• Tasks to complete
**a.** Translate this sentence from the ELF header excerpt into Spanish: "The first four bytes have to contain the magic number, or else Linux won't touch it."
**b.** Reproduce word for word the stretch of the ELF header excerpt from "Given that the" through "parse the ELF header.".
===== Excerpt provided =====
As it turns out, the subset of fields that must contain correct values in order to be loaded by the kernel consists of the following:
- The first 4 bytes of e_ident which includes:
- EI_MAG0 - EI_MAG4:
- EI_MAG0 - EI_MAG4:
- e_type
- e_machine
- e_entry
- e_phoff
- e_phnum
Summary from “A Whirlwind Tutorial on Creating Really Teensy ELF Executables for Linux” (bolding added):
So: Here’s what is and isn’t essential in the ELF header. The first four bytes have to contain the magic number, or else Linux won’t touch it. The other three bytes in the e_ident field are not checked, however, which means we have no less than twelve contiguous bytes we can set to anything at all. e_type has to be set to 2, to indicate an executable, and e_machine has to be 3, as just noted. e_version is, like the version number inside e_ident, completely ignored. (Which is sort of understandable, seeing as currently there’s only one version of the ELF standard.) e_entry naturally has to be valid, since it points to the start of the program. And clearly, e_phoff needs to contain the correct offset of the program header table in the file, and e_phnum needs to contain the right number of entries in said table. e_flags, however, is documented as being currently unused for Intel, so it should be free for us to reuse. e_ehsize is supposed to be used to verify that the ELF header has the expected size, but Linux pays it no mind. e_phentsize is likewise for validating the size of the program header table entries. This one was unchecked in older kernels, but now it needs to be set correctly. Everything else in the ELF header is about the section header table, which doesn’t come into play with executable files.
Given that the program contains only 7 bytes of instructions and has a malformed header, emulation is a good alternative to heavyweight tools like radare2, IDA, Ghidra, etc. for analyzing/tracing/logging the runtime behavior of this kind of program. The program’s code can be emulated via a small python script that utlizes the Unicorn Engine (at time of writing, the Qiling emulation framework is still in alpha and the code is not available). For our purposes right now, it does not matter that the ELF header is malformed, as the only information needed to emulate the binary is its architecture and the file offsets at which to begin and end emulation; this information can be retrieved from a hex dump of the binary without needing to parse the ELF header.
===== Extracted entries =====
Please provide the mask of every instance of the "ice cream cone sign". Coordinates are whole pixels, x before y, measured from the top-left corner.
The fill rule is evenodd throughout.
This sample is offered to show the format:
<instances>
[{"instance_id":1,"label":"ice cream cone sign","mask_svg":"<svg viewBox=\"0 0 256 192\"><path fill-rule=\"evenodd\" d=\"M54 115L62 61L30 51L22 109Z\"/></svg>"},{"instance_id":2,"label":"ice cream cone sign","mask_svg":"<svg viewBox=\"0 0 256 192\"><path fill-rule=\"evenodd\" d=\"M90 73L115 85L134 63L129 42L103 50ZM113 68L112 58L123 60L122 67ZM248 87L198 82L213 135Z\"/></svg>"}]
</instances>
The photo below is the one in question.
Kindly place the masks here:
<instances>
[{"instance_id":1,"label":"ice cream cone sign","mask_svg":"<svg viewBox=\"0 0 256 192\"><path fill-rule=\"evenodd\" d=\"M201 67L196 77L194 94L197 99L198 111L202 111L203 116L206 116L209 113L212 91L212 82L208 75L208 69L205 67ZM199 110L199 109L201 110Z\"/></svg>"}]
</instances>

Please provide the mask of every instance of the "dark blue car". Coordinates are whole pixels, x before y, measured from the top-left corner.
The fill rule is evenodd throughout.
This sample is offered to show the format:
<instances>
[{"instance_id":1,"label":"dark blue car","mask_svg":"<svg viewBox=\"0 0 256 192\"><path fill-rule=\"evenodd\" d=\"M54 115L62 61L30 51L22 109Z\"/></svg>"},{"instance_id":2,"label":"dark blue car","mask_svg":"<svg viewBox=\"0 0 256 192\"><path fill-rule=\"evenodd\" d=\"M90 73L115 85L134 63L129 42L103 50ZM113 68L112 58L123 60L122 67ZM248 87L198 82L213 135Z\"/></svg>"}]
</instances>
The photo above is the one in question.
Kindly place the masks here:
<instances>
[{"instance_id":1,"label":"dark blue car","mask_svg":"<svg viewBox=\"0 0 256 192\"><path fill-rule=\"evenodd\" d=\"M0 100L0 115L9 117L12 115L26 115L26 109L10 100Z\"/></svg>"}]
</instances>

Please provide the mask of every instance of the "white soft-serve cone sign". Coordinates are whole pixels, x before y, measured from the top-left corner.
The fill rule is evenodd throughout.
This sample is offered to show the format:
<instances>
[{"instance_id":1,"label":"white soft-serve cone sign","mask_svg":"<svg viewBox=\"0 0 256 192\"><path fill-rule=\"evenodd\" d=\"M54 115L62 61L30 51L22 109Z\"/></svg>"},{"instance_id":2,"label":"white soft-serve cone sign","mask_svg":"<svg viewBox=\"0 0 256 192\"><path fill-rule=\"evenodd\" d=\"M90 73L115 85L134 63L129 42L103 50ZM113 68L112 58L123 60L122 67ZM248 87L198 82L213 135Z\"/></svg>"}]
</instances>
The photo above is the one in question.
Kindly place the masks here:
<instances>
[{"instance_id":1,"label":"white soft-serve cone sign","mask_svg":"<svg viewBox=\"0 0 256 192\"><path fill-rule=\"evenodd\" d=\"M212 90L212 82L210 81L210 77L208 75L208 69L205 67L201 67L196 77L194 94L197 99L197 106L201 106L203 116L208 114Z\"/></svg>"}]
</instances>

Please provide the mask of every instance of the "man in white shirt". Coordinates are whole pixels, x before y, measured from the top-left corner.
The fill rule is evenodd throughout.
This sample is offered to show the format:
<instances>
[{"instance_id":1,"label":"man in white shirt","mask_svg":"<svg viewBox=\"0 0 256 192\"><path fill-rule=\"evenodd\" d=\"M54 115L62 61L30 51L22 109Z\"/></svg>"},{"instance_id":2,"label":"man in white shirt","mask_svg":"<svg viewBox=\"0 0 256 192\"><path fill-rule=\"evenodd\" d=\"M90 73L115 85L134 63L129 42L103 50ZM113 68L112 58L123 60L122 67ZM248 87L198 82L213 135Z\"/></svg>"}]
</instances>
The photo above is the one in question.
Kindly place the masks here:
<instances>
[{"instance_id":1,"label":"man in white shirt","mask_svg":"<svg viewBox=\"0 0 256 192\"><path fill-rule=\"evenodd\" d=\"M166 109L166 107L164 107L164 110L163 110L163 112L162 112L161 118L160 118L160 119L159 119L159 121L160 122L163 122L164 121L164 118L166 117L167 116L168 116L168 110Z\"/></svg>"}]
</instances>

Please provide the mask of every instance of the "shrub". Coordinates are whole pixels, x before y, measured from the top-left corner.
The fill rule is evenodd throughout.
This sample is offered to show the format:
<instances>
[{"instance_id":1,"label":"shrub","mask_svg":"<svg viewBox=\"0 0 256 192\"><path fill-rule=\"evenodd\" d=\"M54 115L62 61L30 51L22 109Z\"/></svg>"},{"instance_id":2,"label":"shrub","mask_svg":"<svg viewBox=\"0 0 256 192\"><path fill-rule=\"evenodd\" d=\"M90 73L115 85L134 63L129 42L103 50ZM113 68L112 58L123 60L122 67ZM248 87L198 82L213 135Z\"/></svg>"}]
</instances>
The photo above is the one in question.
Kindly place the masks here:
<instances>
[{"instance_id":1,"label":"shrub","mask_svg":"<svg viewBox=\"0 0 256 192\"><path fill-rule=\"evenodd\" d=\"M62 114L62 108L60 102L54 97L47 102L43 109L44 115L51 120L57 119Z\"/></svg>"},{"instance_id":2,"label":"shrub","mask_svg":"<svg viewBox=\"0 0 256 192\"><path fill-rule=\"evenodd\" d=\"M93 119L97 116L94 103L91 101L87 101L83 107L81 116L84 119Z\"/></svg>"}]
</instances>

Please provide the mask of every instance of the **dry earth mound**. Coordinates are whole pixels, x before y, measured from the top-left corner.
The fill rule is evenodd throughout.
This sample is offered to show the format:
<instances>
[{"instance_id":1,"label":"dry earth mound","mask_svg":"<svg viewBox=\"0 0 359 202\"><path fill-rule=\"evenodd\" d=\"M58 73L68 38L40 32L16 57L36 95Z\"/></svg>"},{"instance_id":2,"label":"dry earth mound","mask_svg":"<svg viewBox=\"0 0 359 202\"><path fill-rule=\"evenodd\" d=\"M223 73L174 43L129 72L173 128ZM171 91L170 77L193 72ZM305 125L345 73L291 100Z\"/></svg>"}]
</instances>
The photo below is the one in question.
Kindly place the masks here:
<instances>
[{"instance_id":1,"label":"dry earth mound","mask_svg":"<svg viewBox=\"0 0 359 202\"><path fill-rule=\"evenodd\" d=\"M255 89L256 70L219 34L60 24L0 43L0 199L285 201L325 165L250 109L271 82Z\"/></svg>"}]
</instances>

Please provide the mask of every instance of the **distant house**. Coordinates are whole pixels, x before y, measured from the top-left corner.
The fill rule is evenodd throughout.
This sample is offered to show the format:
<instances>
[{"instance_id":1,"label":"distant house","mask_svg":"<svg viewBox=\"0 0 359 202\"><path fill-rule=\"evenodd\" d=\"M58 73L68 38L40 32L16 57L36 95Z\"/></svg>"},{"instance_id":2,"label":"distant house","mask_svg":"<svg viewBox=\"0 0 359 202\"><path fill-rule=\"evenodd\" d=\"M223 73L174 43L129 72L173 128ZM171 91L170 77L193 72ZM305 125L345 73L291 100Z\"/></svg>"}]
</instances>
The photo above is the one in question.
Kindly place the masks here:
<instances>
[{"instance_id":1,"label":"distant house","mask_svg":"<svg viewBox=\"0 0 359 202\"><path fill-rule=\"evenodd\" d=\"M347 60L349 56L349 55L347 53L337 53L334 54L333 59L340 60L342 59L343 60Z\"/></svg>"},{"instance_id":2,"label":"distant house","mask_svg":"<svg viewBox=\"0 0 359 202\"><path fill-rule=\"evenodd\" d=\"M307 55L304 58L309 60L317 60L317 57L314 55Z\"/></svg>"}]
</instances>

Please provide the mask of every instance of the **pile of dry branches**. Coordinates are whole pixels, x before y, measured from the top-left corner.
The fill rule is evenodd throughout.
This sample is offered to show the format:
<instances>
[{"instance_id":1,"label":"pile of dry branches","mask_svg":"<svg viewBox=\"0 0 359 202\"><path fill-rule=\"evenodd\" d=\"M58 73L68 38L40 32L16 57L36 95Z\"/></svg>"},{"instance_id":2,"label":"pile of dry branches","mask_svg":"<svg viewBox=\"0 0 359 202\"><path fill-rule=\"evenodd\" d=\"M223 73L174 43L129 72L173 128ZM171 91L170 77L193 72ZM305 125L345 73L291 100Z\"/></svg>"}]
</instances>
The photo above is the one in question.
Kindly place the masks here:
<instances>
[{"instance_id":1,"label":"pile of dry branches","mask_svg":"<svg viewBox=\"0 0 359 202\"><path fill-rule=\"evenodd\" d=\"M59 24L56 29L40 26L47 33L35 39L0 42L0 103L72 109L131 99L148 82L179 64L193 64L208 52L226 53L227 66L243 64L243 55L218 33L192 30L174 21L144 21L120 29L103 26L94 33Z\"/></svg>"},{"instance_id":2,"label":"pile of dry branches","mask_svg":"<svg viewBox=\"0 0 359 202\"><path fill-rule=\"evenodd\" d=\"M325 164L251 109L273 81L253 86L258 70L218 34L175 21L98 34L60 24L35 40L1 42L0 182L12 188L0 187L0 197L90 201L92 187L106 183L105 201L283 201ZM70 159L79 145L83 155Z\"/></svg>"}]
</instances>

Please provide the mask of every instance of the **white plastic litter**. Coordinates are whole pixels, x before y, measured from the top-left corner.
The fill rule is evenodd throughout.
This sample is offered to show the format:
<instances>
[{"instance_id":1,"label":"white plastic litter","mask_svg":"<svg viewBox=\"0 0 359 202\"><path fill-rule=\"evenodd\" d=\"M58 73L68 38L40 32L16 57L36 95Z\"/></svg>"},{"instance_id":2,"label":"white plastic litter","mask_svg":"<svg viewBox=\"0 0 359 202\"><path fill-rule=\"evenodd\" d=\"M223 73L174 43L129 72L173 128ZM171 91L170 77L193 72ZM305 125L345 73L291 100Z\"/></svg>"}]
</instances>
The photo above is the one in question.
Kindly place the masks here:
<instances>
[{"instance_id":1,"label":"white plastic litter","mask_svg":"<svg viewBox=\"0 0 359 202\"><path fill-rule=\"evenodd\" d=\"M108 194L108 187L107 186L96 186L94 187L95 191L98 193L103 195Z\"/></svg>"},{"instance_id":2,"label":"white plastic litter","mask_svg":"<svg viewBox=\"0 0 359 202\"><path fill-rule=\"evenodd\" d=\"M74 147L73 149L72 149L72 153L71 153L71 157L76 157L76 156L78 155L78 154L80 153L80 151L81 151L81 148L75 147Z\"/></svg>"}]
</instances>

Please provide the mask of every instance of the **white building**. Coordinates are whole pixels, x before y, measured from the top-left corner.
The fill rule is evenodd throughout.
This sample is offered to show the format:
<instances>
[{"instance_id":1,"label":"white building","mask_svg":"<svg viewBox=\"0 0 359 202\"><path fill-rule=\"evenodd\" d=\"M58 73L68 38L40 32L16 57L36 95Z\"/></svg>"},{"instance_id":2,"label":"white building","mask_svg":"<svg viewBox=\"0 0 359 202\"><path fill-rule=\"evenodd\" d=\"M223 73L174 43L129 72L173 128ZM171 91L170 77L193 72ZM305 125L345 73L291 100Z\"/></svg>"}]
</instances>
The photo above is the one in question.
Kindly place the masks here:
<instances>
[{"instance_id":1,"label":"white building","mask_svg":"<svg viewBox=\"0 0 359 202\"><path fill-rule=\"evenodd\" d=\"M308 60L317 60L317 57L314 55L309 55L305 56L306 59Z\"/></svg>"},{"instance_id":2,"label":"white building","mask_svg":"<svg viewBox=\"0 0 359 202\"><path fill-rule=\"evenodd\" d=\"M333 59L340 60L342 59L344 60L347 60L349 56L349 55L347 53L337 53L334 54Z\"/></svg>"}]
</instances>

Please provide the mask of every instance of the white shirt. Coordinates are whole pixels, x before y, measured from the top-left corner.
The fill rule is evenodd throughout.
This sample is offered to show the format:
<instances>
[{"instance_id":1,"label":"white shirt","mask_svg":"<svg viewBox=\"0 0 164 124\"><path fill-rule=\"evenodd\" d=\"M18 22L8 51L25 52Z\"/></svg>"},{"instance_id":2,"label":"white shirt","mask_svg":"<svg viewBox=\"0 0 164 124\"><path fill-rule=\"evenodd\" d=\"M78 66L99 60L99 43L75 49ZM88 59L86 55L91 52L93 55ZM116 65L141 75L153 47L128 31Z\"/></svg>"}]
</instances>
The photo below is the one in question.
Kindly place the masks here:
=====
• List of solutions
**a.** Los primeros cuatro bytes tienen que contener el número mágico; de lo contrario, Linux no lo tocará.

**b.**
Given that the program contains only 7 bytes of instructions and has a malformed header, emulation is a good alternative to heavyweight tools like radare2, IDA, Ghidra, etc. for analyzing/tracing/logging the runtime behavior of this kind of program. The program’s code can be emulated via a small python script that utlizes the Unicorn Engine (at time of writing, the Qiling emulation framework is still in alpha and the code is not available). For our purposes right now, it does not matter that the ELF header is malformed, as the only information needed to emulate the binary is its architecture and the file offsets at which to begin and end emulation; this information can be retrieved from a hex dump of the binary without needing to parse the ELF header.